▸ **Data supplied**:
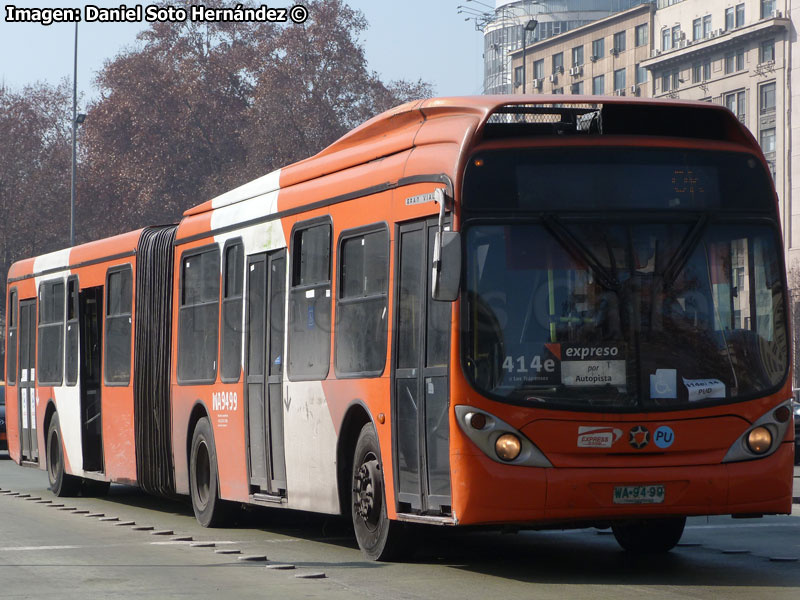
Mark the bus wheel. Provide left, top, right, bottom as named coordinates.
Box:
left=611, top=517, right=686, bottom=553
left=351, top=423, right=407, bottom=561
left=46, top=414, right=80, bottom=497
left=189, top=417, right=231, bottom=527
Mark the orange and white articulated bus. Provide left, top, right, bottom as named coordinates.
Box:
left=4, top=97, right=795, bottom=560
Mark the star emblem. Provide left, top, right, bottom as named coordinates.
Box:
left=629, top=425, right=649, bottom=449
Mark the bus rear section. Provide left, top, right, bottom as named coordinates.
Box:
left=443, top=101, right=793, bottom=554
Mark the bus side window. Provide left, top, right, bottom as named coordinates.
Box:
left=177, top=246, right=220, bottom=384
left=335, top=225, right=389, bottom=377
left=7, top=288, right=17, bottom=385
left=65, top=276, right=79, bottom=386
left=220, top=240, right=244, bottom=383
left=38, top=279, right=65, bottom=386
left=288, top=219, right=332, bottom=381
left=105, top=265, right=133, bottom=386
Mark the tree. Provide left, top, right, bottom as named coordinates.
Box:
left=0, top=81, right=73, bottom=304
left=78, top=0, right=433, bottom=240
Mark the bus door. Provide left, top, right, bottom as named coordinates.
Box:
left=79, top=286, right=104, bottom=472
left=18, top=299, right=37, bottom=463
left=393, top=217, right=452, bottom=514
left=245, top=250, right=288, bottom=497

▸ **What is expected**: All the records need to be set down word for word, with the images left out.

▸ **Answer to this problem**:
Mark the bus wheel. Provide left, top, right, bottom as named coordinates.
Box:
left=611, top=517, right=686, bottom=553
left=351, top=423, right=407, bottom=561
left=46, top=414, right=80, bottom=497
left=189, top=417, right=231, bottom=527
Mark the orange and white articulated bus. Provide left, top, right, bottom as named coordinates.
Box:
left=4, top=97, right=795, bottom=560
Mark the star emblem. Provide left, top, right, bottom as named coordinates.
Box:
left=629, top=425, right=649, bottom=449
Mark the bus rear section. Provide left, top, right, bottom as named coordinates.
Box:
left=443, top=101, right=793, bottom=554
Mark the bus side window. Provide left, top, right, bottom as named coordinates.
Box:
left=177, top=246, right=220, bottom=384
left=335, top=225, right=389, bottom=377
left=7, top=288, right=17, bottom=385
left=65, top=276, right=79, bottom=386
left=220, top=240, right=244, bottom=383
left=38, top=279, right=65, bottom=386
left=288, top=219, right=332, bottom=381
left=105, top=265, right=133, bottom=386
Mark the tree. Provide left, top, right, bottom as named coordinates.
Box:
left=0, top=81, right=73, bottom=304
left=78, top=0, right=433, bottom=240
Mark the bus door. Provide left, top, right, bottom as named coordinates.
Box:
left=79, top=286, right=104, bottom=472
left=18, top=299, right=37, bottom=463
left=393, top=217, right=452, bottom=514
left=245, top=250, right=288, bottom=497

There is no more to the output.